**WHAT YOU WILL DO**:
Update the material from its start through the line containing "[[[116,30],[110,30],[110,32],[116,32]]]", inclusive, replacing "top-left corner" with "upper-left corner" and leaving everything else unchanged.
** Start PROVIDED INFORMATION **
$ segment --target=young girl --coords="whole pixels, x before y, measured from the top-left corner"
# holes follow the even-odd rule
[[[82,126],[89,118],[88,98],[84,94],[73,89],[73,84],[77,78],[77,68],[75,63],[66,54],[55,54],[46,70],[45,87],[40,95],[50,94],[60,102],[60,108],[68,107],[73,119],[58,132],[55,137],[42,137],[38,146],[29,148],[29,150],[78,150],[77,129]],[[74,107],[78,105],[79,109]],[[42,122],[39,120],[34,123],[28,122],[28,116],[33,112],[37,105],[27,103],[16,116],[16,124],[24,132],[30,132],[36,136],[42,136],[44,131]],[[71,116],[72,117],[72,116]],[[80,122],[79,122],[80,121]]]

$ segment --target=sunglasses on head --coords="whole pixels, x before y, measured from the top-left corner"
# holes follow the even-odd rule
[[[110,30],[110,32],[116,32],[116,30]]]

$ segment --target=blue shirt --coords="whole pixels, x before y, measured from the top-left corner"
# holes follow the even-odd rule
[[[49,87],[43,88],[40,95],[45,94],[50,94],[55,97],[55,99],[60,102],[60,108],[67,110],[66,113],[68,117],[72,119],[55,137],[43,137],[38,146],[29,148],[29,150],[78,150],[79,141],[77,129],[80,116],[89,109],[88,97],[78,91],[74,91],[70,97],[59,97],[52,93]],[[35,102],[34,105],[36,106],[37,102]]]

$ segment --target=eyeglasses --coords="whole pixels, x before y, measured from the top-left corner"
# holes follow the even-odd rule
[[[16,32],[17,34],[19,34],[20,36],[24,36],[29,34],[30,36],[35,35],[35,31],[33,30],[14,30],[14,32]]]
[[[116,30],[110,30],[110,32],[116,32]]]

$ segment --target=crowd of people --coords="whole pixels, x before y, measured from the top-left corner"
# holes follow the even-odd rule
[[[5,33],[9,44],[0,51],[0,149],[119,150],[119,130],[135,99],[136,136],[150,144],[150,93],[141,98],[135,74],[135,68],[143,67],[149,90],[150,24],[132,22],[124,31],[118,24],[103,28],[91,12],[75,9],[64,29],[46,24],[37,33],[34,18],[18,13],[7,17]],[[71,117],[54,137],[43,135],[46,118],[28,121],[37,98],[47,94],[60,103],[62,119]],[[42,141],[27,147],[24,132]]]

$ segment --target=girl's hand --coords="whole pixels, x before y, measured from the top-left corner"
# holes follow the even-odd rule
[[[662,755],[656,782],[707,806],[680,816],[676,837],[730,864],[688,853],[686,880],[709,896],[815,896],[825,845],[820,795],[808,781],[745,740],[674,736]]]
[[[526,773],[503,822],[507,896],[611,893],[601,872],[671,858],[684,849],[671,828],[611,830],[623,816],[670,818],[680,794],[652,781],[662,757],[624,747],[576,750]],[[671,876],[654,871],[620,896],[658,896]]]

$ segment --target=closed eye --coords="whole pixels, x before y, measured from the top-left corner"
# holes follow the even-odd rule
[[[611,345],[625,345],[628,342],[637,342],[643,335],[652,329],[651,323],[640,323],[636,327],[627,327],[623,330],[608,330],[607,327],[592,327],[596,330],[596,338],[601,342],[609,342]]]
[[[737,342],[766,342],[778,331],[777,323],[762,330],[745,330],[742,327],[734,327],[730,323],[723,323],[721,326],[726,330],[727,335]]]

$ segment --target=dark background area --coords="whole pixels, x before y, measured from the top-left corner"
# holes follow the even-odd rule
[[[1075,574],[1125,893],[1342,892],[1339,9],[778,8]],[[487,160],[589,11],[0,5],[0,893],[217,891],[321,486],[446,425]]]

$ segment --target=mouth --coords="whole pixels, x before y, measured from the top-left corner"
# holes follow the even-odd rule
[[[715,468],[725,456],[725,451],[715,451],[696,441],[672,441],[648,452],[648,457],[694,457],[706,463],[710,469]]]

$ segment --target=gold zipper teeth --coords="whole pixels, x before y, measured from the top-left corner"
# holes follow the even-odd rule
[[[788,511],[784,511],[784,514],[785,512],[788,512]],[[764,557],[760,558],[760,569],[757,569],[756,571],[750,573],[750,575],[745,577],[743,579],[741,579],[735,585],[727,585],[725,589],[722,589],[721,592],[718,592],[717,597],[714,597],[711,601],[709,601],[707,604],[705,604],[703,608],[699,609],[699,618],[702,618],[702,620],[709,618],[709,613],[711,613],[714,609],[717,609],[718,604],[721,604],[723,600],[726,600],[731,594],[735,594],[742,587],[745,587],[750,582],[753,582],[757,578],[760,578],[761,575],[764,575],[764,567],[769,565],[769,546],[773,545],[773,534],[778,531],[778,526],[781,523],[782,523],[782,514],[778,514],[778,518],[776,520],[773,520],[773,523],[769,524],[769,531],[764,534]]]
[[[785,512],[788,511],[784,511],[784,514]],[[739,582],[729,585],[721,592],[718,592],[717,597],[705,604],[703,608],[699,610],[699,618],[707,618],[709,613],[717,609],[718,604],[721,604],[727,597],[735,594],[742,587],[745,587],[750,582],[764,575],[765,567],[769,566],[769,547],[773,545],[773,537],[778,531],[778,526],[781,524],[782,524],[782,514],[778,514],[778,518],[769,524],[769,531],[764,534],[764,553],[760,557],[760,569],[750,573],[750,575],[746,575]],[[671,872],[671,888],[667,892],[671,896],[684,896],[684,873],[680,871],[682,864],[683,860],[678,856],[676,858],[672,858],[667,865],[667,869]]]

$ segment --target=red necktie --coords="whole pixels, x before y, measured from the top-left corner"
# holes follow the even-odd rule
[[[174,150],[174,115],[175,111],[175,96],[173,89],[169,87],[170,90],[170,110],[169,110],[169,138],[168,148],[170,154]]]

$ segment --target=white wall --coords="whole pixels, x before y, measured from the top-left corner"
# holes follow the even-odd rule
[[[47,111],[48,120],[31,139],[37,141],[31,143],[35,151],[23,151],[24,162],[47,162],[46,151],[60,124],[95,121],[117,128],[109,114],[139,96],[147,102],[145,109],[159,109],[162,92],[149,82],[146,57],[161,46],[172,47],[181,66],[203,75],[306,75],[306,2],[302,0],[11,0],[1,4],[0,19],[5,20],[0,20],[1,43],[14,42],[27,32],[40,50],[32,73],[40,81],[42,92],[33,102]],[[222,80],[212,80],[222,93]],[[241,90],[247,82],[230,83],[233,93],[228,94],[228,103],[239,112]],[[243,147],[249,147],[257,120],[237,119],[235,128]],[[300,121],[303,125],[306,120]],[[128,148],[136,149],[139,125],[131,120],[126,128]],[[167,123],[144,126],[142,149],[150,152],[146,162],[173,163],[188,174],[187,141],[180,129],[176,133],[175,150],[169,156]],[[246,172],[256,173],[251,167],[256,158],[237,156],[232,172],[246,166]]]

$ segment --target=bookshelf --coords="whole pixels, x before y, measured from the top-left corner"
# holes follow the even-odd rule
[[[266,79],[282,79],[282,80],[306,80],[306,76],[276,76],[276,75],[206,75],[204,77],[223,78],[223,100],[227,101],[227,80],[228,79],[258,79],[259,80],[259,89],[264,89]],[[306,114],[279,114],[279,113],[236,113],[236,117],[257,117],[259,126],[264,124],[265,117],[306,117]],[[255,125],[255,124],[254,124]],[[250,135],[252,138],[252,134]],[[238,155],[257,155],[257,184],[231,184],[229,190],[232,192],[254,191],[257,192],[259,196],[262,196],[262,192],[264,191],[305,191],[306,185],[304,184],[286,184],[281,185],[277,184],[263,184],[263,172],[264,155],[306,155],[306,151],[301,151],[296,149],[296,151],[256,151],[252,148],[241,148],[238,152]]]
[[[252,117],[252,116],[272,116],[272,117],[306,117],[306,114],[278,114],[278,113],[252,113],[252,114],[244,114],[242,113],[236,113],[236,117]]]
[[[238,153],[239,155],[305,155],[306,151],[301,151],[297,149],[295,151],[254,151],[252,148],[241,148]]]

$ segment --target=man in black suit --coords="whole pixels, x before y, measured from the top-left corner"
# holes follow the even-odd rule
** End PROVIDED INFORMATION **
**CORRECT RESPONSE**:
$ segment --target=young girl --coords="whole pixels, x before y, measured from the upper-left corner"
# holes follow the even-odd rule
[[[82,126],[89,118],[88,98],[84,94],[73,89],[73,84],[77,78],[77,68],[75,63],[66,54],[55,54],[46,70],[45,87],[40,95],[50,94],[60,102],[60,108],[68,107],[73,119],[58,132],[55,137],[42,137],[38,146],[29,148],[29,150],[78,150],[77,129]],[[74,107],[78,105],[79,109]],[[42,122],[39,120],[34,123],[28,122],[28,116],[33,112],[37,105],[27,103],[16,116],[16,124],[24,132],[30,132],[36,136],[42,136],[44,131]],[[71,116],[72,117],[72,116]],[[80,122],[79,122],[80,121]]]

$ segment --target=sunglasses on head --coords="whole pixels, x before y, measured from the upper-left corner"
# holes follow the even-odd rule
[[[110,30],[110,32],[116,32],[116,30]]]

$ segment --target=blue shirt --coords="whole pixels, x before y, measured from the upper-left corner"
# holes follow the even-odd rule
[[[49,87],[43,88],[40,95],[45,94],[50,94],[55,97],[55,99],[60,102],[60,108],[67,110],[66,113],[68,117],[72,119],[55,137],[43,137],[38,146],[29,148],[29,150],[78,150],[79,141],[77,129],[80,116],[89,109],[88,97],[78,91],[74,91],[70,97],[59,97],[52,93]],[[35,102],[34,105],[36,106],[37,102]]]

$ segment --target=eyeglasses --coords="whole pixels, x before y, measured from the upper-left corner"
# holes follow the even-odd rule
[[[16,32],[17,34],[19,34],[20,36],[24,36],[29,34],[30,36],[35,35],[35,31],[33,30],[14,30],[14,32]]]
[[[116,30],[110,30],[110,32],[116,32]]]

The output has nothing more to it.